*ASSIGNED TASK:*
Print the records below exactly, omitting all pictures.
=-=-=
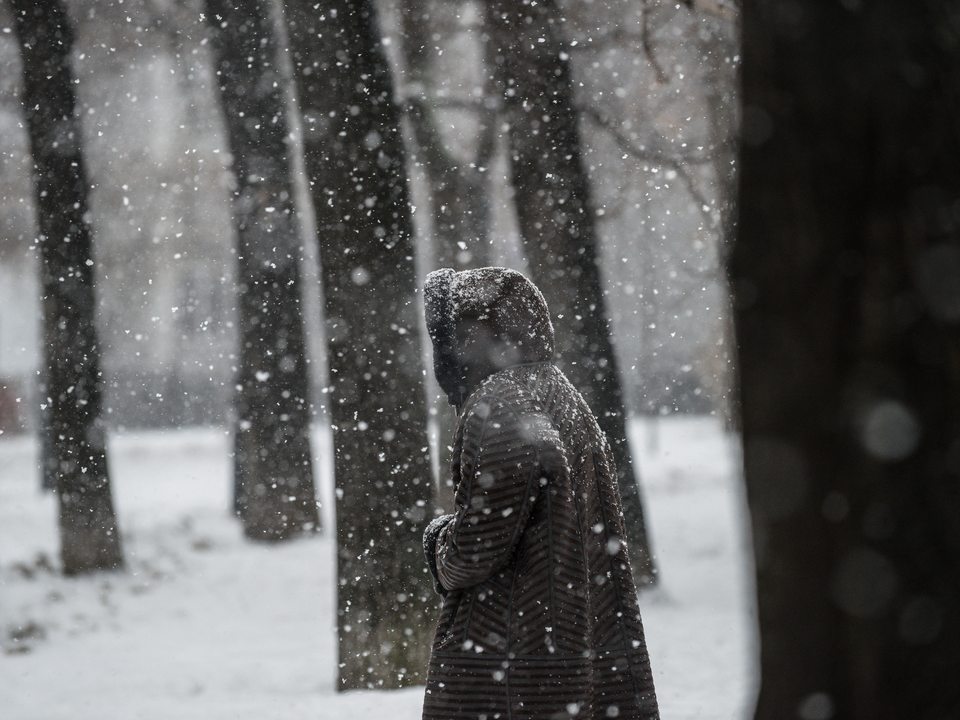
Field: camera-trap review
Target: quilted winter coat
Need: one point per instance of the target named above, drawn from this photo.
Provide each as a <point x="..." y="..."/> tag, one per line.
<point x="540" y="617"/>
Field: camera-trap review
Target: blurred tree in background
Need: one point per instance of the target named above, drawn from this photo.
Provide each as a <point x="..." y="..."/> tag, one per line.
<point x="846" y="277"/>
<point x="553" y="204"/>
<point x="273" y="471"/>
<point x="355" y="163"/>
<point x="74" y="447"/>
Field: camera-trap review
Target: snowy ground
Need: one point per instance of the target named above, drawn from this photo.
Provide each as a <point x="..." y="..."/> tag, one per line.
<point x="204" y="625"/>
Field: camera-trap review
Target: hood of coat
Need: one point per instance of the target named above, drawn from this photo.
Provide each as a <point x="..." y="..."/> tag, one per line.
<point x="481" y="321"/>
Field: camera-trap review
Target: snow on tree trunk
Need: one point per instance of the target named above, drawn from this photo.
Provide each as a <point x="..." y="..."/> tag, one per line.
=-=-=
*WORKED SOLUTION:*
Field: camera-trap review
Target: quilted winter coat
Need: one point per instance of the target named above, drawn from this photo.
Provide each as a <point x="..." y="..."/> tag, one per line.
<point x="540" y="617"/>
Field: camera-trap review
Target: blurred tree in background
Need: one point per instance of the target named above, drawn from this photo.
Provide each as a <point x="..." y="..."/> tag, one per line.
<point x="846" y="277"/>
<point x="553" y="204"/>
<point x="273" y="471"/>
<point x="355" y="163"/>
<point x="74" y="447"/>
Field: camera-trap review
Target: snowy ground
Need: one point per instance of the target named above, drawn from this photo.
Provide each as a <point x="..." y="..."/> tag, one per line.
<point x="204" y="625"/>
Field: camera-trap review
Target: hood of coat
Need: one point per instance of the target named above, drawn from this photo.
Provide each as a <point x="..." y="..."/> tag, one per line.
<point x="481" y="321"/>
Field: camera-trap review
Target: snow on tree trunk
Need: one point per instance of the target named above, drawn from this photo.
Provide each as a <point x="..." y="..."/> tag, one per line.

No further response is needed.